* [Task statement]:
Exactly repeat the line that contains "[point] every instance of the dark", then every line after it up to and including the final line.

* [Extracted records]:

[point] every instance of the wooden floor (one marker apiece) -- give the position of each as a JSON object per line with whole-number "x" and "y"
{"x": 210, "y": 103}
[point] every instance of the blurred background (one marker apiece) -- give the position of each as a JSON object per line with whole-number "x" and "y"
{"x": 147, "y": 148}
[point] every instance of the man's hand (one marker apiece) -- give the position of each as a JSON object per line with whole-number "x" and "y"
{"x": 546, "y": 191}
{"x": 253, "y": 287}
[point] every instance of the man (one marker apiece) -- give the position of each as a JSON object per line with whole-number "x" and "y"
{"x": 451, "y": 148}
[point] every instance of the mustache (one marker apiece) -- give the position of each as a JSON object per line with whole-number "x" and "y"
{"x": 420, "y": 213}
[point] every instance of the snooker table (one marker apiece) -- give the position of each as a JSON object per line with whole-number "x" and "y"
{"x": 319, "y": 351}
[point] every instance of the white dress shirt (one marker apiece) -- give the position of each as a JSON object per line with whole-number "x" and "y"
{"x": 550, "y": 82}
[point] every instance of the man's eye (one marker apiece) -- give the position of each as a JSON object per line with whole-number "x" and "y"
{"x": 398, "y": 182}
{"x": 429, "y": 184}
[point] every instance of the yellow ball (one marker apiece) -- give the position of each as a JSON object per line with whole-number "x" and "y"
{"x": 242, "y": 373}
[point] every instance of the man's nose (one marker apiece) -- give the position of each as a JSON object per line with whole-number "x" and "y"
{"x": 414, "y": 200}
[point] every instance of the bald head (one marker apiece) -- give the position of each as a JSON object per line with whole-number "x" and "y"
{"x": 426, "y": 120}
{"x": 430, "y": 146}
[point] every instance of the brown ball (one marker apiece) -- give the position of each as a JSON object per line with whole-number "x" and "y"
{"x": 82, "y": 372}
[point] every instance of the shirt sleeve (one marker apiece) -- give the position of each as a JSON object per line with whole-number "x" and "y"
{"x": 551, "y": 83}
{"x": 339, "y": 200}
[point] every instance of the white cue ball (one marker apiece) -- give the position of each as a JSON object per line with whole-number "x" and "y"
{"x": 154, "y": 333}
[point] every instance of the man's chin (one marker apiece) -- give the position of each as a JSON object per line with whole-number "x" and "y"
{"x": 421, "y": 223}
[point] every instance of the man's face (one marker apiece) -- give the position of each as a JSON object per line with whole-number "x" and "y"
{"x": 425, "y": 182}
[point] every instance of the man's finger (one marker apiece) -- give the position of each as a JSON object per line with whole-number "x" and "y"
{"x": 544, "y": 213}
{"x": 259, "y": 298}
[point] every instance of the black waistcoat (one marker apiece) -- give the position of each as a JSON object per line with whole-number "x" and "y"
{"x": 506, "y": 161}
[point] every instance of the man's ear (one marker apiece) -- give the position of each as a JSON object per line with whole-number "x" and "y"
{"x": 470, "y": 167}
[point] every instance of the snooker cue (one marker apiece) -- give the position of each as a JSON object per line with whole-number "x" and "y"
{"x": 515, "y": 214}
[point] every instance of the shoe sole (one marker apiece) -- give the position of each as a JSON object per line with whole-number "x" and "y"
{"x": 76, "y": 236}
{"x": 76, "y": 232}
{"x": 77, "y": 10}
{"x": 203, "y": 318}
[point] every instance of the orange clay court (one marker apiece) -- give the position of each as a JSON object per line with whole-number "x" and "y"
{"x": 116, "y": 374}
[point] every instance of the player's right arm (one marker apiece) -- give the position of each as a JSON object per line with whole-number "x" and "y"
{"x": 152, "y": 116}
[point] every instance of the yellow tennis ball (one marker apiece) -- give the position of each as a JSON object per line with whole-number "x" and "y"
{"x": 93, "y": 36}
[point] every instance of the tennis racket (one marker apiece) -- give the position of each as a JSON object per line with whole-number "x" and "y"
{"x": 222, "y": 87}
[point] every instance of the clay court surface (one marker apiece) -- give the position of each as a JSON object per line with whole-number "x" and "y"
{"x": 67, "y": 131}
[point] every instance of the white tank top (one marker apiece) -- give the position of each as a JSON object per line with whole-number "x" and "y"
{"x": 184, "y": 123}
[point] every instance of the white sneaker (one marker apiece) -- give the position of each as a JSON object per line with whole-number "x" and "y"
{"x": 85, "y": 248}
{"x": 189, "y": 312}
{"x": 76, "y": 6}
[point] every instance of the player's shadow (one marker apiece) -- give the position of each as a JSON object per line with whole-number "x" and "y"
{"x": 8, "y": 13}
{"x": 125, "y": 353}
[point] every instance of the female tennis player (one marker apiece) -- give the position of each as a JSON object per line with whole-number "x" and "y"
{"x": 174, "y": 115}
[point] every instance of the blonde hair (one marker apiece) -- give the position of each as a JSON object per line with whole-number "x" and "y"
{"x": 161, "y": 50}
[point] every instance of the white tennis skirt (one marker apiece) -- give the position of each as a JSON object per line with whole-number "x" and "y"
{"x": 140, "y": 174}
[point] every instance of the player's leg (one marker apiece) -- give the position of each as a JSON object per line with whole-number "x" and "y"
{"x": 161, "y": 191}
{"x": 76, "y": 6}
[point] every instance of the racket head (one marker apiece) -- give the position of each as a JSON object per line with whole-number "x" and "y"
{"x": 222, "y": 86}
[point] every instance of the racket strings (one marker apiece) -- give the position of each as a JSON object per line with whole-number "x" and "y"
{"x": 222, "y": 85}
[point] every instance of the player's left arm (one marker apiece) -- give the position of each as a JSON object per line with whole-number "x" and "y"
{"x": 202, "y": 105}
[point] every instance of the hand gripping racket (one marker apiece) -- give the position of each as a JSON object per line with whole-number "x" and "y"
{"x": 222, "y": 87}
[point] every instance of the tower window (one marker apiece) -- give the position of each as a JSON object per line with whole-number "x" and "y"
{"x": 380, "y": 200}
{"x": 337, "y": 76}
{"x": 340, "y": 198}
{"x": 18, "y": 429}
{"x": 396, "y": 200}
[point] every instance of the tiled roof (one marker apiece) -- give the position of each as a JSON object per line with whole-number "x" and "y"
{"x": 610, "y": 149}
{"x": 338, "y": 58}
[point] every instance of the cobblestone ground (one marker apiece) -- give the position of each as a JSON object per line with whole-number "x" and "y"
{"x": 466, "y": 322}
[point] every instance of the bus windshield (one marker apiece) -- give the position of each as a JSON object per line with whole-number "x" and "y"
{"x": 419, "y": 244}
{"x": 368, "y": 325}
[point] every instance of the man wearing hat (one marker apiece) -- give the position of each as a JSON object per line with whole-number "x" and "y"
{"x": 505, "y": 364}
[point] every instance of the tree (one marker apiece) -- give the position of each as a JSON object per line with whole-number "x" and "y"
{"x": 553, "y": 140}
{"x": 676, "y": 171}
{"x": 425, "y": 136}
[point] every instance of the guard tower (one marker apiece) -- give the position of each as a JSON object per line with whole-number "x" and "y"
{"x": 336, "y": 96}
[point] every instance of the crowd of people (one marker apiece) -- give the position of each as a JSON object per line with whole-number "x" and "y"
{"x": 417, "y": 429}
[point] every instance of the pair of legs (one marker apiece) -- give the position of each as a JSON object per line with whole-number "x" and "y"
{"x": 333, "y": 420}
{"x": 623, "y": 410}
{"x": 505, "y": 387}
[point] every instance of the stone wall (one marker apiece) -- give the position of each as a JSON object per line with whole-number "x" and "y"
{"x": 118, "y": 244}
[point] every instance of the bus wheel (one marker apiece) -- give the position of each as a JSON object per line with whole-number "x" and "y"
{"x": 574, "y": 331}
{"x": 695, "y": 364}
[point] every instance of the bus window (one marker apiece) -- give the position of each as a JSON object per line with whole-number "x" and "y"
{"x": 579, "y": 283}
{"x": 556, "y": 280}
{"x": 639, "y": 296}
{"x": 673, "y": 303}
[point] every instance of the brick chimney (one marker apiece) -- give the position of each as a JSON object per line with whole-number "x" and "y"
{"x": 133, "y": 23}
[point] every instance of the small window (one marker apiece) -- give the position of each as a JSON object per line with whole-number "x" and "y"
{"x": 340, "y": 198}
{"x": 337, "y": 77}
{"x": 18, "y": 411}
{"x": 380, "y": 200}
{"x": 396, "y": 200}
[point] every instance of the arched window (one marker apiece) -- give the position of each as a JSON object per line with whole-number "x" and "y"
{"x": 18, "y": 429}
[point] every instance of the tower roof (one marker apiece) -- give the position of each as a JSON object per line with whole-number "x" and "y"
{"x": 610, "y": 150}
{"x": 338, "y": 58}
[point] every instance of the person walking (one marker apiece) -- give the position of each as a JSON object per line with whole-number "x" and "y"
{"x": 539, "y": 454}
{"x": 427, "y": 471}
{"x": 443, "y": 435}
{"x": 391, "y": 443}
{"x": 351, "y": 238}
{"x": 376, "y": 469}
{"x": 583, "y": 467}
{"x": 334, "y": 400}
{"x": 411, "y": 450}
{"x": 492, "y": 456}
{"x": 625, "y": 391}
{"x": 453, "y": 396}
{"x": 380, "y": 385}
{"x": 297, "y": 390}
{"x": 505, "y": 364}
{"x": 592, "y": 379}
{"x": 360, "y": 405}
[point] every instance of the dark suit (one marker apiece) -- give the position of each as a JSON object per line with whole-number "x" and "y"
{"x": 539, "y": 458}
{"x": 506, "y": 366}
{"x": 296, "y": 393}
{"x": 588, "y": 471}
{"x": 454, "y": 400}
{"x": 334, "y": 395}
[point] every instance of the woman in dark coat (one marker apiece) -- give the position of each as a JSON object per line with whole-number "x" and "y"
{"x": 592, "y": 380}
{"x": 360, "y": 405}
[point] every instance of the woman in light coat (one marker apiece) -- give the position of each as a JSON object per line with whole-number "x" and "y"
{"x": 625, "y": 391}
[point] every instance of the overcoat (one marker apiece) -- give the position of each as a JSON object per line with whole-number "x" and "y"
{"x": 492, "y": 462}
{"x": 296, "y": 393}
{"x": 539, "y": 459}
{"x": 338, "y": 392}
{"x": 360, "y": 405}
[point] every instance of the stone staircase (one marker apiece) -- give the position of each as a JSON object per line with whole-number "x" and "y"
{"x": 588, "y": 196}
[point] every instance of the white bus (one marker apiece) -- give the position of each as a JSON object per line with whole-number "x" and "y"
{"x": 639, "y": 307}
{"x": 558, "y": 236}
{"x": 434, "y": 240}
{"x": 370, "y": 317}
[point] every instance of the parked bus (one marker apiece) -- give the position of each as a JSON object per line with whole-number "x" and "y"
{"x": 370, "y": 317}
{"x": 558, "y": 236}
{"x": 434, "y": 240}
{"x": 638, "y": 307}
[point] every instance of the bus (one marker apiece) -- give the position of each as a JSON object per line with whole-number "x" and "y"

* [Worked answer]:
[point] every instance of the dark suit (one marker apiece) -- give the position of each as a JSON object per line with whole-number "x" and "y"
{"x": 539, "y": 458}
{"x": 506, "y": 366}
{"x": 296, "y": 393}
{"x": 588, "y": 471}
{"x": 454, "y": 400}
{"x": 334, "y": 395}
[point] every instance of the woman in dark coat (one marker apiece) -- give the position of each as a JSON object per line with whole-number "x" and "y"
{"x": 592, "y": 380}
{"x": 360, "y": 405}
[point] every instance of the woman in light coat (one marker apiece) -- give the position of each as a JSON object per line with whole-number "x" and "y"
{"x": 625, "y": 391}
[point] every instance of the overcoat (one marker apiece) -- give the position of each as a JSON object per line with whole-number "x" and "y"
{"x": 492, "y": 462}
{"x": 296, "y": 393}
{"x": 539, "y": 459}
{"x": 338, "y": 392}
{"x": 360, "y": 405}
[point] every instance of the stone staircase (one marker apiece) -- give the position of each as a JSON object per line with whole-number "x" and "y"
{"x": 588, "y": 196}
[point] every instance of the white bus (one marker apiece) -- give the position of each as a JSON object per line with whole-number "x" and "y"
{"x": 639, "y": 307}
{"x": 558, "y": 236}
{"x": 434, "y": 240}
{"x": 370, "y": 317}
[point] every instance of the parked bus (one marker apiece) -- give the position of each as a JSON object per line with whole-number "x" and "y"
{"x": 370, "y": 317}
{"x": 558, "y": 236}
{"x": 434, "y": 240}
{"x": 638, "y": 307}
[point] every instance of the bus (one marker apiece) -- give the position of each as a JSON object per line with whole-number "x" and "y"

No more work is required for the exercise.